Tasks for this exercise ▸
(a) Could you rewrite the records starting at the line that contains "the blue sky." and ending with the last line of the records, replacing "Your task" with "Your job" and leaving everything else unchanged?
(b) Can you carry on the passage about the plays Conjunto and The Legacy Codes from where it stops?

Quoted text ▸
Though the plays—both written, incidentally, pre-Sept. 11—speak powerfully to the current highly charged political climate, at the same time the works tackle enduring issues of ethnic and cultural identity that have become almost inherent to a nation built largely by immigration.
"The woman in my life is Japanese-American, and I'm Mexican-American. Over the years, I've wondered at what attracts us and keeps us together," Mayer says of his inspiration in writing Conjunto. "I couldn't help looking at us in the context of the history of our families, and our peoples, here in California. Naturally, that took me to the fields, where Japanese and Mexicans have been working side by side for generations. We literally have changed the landscape of this country. It wasn't hard to imagine romance between our peoples, not to mention drama."
In a country that encompasses people of so many different heritages, cultures clash and cultures blend, not only in communities, but within families as well. Tai Liu, the Wen Ho Leelike character in The Legacy Codes, finds himself at odds with his own son. On both the public and personal levels, it may boil down to a matter of misunderstanding, says Lee. "What I hope people can become aware of by seeing the play is how we can misinterpret people's behavior because we have our own ideas of what is American, " she says. "Even the father and son [in the play] misinterpret each other. The son misinterprets how his father is behaving; the father has certain expectations of the son and he doesn't understand how his son is behaving. I think that we carry certain life experiences and expectations with us. Hopefully people will become aware of all the things that we carry with us when we interpret somebody else's behavior."

Data excerpts ▸
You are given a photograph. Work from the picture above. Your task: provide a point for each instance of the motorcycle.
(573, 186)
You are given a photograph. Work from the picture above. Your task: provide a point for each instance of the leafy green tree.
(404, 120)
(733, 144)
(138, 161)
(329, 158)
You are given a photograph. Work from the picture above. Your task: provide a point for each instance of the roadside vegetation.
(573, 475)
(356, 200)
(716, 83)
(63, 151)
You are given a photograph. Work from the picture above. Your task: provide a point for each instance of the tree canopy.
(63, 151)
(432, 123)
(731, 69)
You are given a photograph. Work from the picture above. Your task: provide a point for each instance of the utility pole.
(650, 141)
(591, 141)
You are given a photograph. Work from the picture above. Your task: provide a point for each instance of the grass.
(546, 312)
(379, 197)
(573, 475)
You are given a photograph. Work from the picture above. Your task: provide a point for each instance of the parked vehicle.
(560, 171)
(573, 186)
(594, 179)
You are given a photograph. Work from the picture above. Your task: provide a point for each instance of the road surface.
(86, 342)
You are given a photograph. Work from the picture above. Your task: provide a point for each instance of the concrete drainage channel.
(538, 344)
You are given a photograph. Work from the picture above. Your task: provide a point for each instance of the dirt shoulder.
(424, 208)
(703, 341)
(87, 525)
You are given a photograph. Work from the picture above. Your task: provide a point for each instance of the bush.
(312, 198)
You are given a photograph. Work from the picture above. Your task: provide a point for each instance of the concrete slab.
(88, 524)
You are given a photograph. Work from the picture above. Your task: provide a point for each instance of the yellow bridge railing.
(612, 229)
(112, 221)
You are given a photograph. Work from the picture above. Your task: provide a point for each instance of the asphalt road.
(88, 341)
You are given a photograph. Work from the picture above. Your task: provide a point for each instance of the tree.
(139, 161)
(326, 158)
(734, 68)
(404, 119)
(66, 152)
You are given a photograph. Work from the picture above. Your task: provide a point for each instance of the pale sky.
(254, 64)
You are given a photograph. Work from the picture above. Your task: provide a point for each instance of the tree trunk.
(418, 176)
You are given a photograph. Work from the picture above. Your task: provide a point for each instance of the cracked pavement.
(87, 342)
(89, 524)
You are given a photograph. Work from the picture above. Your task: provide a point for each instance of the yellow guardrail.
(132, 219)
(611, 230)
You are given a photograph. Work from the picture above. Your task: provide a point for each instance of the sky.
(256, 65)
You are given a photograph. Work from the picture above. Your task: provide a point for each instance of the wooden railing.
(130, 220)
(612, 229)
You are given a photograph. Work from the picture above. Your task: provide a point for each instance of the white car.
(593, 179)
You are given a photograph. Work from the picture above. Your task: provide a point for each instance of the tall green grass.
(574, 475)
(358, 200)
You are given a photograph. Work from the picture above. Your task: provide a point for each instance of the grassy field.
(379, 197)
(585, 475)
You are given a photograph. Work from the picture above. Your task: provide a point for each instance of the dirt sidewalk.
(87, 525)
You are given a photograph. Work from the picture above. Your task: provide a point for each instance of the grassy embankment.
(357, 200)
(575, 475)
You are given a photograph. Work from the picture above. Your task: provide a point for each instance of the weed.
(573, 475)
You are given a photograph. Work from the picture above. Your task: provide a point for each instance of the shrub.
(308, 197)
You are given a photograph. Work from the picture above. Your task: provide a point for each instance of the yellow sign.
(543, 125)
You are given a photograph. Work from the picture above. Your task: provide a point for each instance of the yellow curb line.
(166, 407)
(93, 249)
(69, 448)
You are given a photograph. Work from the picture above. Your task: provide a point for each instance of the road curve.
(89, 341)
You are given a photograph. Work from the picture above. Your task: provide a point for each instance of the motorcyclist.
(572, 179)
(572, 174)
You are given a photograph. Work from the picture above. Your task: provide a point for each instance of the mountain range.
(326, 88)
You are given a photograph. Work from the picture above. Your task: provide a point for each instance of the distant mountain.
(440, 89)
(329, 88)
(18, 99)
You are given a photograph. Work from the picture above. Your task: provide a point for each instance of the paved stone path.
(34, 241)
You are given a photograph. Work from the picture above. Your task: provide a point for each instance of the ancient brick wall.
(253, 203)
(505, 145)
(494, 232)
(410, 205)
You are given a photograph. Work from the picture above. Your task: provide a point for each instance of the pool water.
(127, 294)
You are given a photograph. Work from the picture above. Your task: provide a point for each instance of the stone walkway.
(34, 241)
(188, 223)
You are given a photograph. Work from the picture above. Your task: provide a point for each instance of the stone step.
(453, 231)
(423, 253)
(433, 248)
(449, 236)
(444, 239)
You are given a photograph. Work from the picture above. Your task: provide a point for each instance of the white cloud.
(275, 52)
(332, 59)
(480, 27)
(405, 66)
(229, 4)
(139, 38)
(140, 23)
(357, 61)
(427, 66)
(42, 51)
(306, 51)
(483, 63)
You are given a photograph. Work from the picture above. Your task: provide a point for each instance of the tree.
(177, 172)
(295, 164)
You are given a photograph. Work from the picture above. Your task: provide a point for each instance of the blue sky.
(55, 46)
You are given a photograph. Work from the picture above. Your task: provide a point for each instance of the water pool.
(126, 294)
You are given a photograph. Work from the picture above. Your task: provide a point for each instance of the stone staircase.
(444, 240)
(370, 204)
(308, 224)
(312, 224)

The responses ▸
(a)
You are given a photograph. Work from the picture above. Your job: provide a point for each instance of the blue sky.
(55, 46)
You are given a photograph. Work from the picture above. Your job: provide a point for each instance of the water pool.
(126, 294)
You are given a photograph. Work from the picture above. Your job: provide a point for each instance of the stone staircase.
(444, 240)
(370, 204)
(308, 224)
(312, 224)

(b)
Both plays tell stories that could only happen in America—for better and for worse, these are tales of American history, and most importantly, about American people.
"'Conjunto' means united, together, conjoined. I wanted to write about the way we as people are conjoined through our history and the sweat of our labors—Mexicans, Japanese, Anglos, Blacks, Filipinos," says Mayer. "I also wanted to dramatize the enforced disunity which occurred when the U.S. interned Japanese-Americans during World War II and created the Bracero Program, which made migrants an underpaid underclass. Most of all, I wanted to show how these events affected people in real ways—literally where they live and who they choose to live with. Hopefully people will leave the show and realize our connectedness, then and now."
"Conjunto" runs through March 23 at the Mexican Heritage Plaza in San Jose. Tickets are $12$17. For information, call 408.272.9926. "The Legacy Codes" runs through April 6 at the Lucie Stern Theatre in Palo Alto. Tickets are $20-$43. For information, call 650.903.6000.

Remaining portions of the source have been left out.